— START WORKING DATA —

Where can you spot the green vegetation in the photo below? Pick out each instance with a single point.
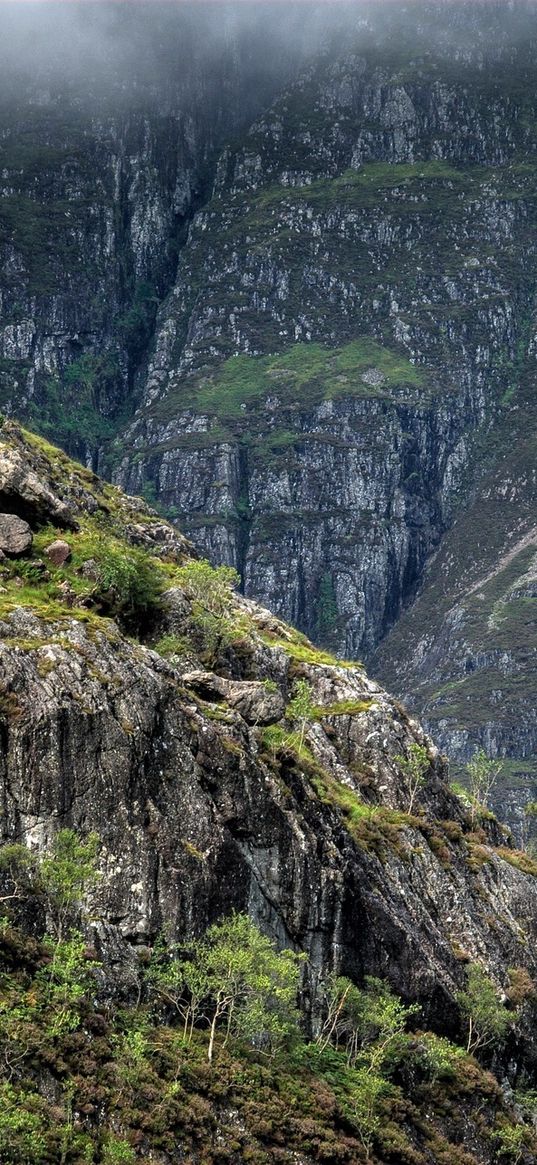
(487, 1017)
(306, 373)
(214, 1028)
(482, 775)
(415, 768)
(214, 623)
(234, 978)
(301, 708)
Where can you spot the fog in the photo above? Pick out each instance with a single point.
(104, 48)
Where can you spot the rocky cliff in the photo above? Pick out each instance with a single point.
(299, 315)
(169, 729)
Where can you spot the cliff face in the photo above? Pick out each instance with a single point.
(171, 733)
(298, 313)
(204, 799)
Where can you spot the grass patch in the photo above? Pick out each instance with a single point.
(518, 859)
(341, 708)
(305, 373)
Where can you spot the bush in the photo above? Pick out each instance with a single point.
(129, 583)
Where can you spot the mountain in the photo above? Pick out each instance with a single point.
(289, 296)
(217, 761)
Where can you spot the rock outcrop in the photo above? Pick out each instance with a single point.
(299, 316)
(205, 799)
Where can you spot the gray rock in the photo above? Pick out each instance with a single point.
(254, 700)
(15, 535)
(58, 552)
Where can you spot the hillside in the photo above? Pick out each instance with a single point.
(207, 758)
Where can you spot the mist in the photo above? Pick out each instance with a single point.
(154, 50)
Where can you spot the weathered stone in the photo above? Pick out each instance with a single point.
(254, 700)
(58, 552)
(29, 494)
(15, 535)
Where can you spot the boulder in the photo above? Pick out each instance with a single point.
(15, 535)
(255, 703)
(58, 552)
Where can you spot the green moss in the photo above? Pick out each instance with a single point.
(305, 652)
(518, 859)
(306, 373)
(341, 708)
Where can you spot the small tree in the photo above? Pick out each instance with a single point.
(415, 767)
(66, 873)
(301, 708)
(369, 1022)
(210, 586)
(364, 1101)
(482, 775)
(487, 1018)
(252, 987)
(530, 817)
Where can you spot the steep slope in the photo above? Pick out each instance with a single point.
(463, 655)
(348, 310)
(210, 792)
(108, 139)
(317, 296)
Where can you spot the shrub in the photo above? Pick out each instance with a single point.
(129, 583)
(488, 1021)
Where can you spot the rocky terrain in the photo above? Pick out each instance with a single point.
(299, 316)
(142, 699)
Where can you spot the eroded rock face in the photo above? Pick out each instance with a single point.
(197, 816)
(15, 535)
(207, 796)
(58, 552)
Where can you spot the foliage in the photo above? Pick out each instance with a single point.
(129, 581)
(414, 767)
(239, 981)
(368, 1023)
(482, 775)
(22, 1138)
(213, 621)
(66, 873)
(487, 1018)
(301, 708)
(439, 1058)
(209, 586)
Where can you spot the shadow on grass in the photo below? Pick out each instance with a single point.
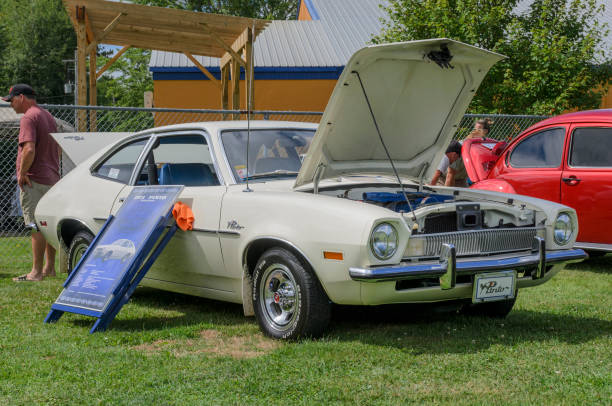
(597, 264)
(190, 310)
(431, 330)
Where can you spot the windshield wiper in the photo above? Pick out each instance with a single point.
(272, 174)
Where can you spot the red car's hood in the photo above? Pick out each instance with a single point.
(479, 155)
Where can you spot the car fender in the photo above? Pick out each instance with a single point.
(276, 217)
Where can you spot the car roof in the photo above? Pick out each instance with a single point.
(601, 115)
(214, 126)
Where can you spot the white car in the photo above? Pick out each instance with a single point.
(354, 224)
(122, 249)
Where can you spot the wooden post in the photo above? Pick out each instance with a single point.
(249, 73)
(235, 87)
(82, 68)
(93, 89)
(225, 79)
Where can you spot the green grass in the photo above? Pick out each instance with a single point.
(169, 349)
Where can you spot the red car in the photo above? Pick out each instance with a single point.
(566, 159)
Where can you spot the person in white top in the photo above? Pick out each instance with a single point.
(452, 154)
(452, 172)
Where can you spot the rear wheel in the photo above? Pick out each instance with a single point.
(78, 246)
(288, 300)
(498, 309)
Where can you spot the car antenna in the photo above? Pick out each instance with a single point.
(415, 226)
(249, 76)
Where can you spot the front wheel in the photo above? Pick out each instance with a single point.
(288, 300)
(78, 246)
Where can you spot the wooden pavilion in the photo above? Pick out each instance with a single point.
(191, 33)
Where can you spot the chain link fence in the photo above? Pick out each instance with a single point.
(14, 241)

— END WORKING DATA —

Turn all the entries above into a numbered list with one line per number, skipping blank lines. Leave the pictures out of your answer.

1. Where can you spot the green vegetation in the photo below? Pick out each instance with a single point.
2. (487, 1017)
3. (306, 373)
4. (214, 1028)
5. (482, 775)
6. (415, 768)
7. (214, 623)
8. (234, 978)
9. (301, 708)
10. Where can you spot the fog in the photo above? Pick out each instance with a single point.
11. (104, 48)
12. Where can you spot the rocky cliff in the photo above? Pick out each instance with a single point.
13. (299, 315)
14. (169, 729)
15. Where can you spot the cliff face in the photo above? Pick out each instance with a single point.
16. (171, 733)
17. (298, 313)
18. (204, 799)
19. Where can you spot the grass patch in the photo above? Pick out each instance with a single point.
20. (518, 859)
21. (341, 708)
22. (305, 373)
23. Where can you spot the bush in the photo above? Pick out each instance with a single point.
24. (129, 583)
25. Where can you spot the mountain in the photo above? Pick out each instance with a single point.
26. (289, 296)
27. (217, 761)
28. Where can you spot the rock outcrop in the photo above? Pick out each instance with a single point.
29. (299, 316)
30. (205, 799)
31. Where can you spot the gray rock in the photo above? Pick out each instance with a single point.
32. (254, 700)
33. (15, 535)
34. (58, 552)
35. Where can you spot the hillside in the photo above? Pick out each instance with a single point.
36. (207, 758)
37. Where can you spot the mist in the photo above? Pick out each instance with a single point.
38. (154, 50)
39. Where can you spot the weathered stone in the photo above? Pick out each instance with a single point.
40. (254, 700)
41. (58, 552)
42. (29, 494)
43. (15, 535)
44. Where can you spot the boulder in the photo above? Pick out each instance with a single point.
45. (15, 535)
46. (255, 703)
47. (58, 552)
48. Where can you spot the green moss in the photo above? Pick out each instance with a single point.
49. (305, 652)
50. (518, 859)
51. (306, 373)
52. (341, 708)
53. Where can you spot the small tree in the photo above? Pick out each instance with a single point.
54. (415, 767)
55. (66, 873)
56. (301, 708)
57. (369, 1022)
58. (210, 586)
59. (364, 1101)
60. (482, 775)
61. (487, 1018)
62. (252, 987)
63. (530, 817)
64. Where can you spot the steep slope in the photo above? Pick out each instance with a single point.
65. (463, 655)
66. (348, 310)
67. (210, 792)
68. (108, 139)
69. (317, 296)
70. Where can you spot the shrub in the photo above? Pick out each instance with a single point.
71. (129, 583)
72. (488, 1021)
73. Where can you spot the rocky terrain in the photo above? Pick out each instance with a single point.
74. (299, 316)
75. (142, 699)
76. Where can you spot the eroded rock face in the photo above? Pick out each instance with a single point.
77. (197, 816)
78. (15, 535)
79. (207, 796)
80. (58, 552)
81. Where can you spot the foliage in the photo above? Pick out each instance with a single point.
82. (129, 581)
83. (414, 767)
84. (239, 981)
85. (368, 1023)
86. (482, 775)
87. (22, 1138)
88. (213, 621)
89. (66, 873)
90. (487, 1018)
91. (301, 708)
92. (439, 1058)
93. (209, 586)
94. Where can you spot the shadow on grass in the photo below? Pick out each instance with a single point.
95. (597, 264)
96. (190, 310)
97. (431, 330)
98. Where can you spot the windshield wiper in the photo above? Pick out each instance with a single point.
99. (272, 174)
100. Where can you spot the red car's hood in the photo above? Pick out each instance with a single point.
101. (479, 155)
102. Where can you spot the car fender in the photo above? Pick out each instance with a single point.
103. (276, 217)
104. Where can you spot the car roof in the photo above? Pick out each instance with a single point.
105. (601, 115)
106. (214, 126)
107. Where can you spot the white car in the photo above? Pick out each instance with a single point.
108. (354, 224)
109. (122, 249)
110. Where can you spot the wooden post in the photo above? Pick out each instance with a single point.
111. (249, 73)
112. (235, 87)
113. (82, 68)
114. (93, 89)
115. (225, 79)
116. Where can you spot the green grass in the photo above? Pick out each instance with a single point.
117. (169, 349)
118. Where can you spot the red car in the photo above? Pick out each instance with a single point.
119. (566, 159)
120. Where can you spot the person in white top in the photo above? Pick out each instance with a single point.
121. (452, 154)
122. (452, 172)
123. Where can you spot the rear wheel in the photo above? Pick out each instance with a single point.
124. (78, 246)
125. (288, 300)
126. (498, 309)
127. Where can you spot the car antenna in the photo above? Pick out each instance with a single point.
128. (415, 226)
129. (249, 76)
130. Where can you spot the front wheel in the photo above? Pick out each instance with a single point.
131. (288, 300)
132. (78, 246)
133. Where can you spot the wooden pavilion in the photo above? Pick out each instance with a single point.
134. (191, 33)
135. Where can you spot the chain link fence in the photo above? Pick out each instance with a single point.
136. (14, 241)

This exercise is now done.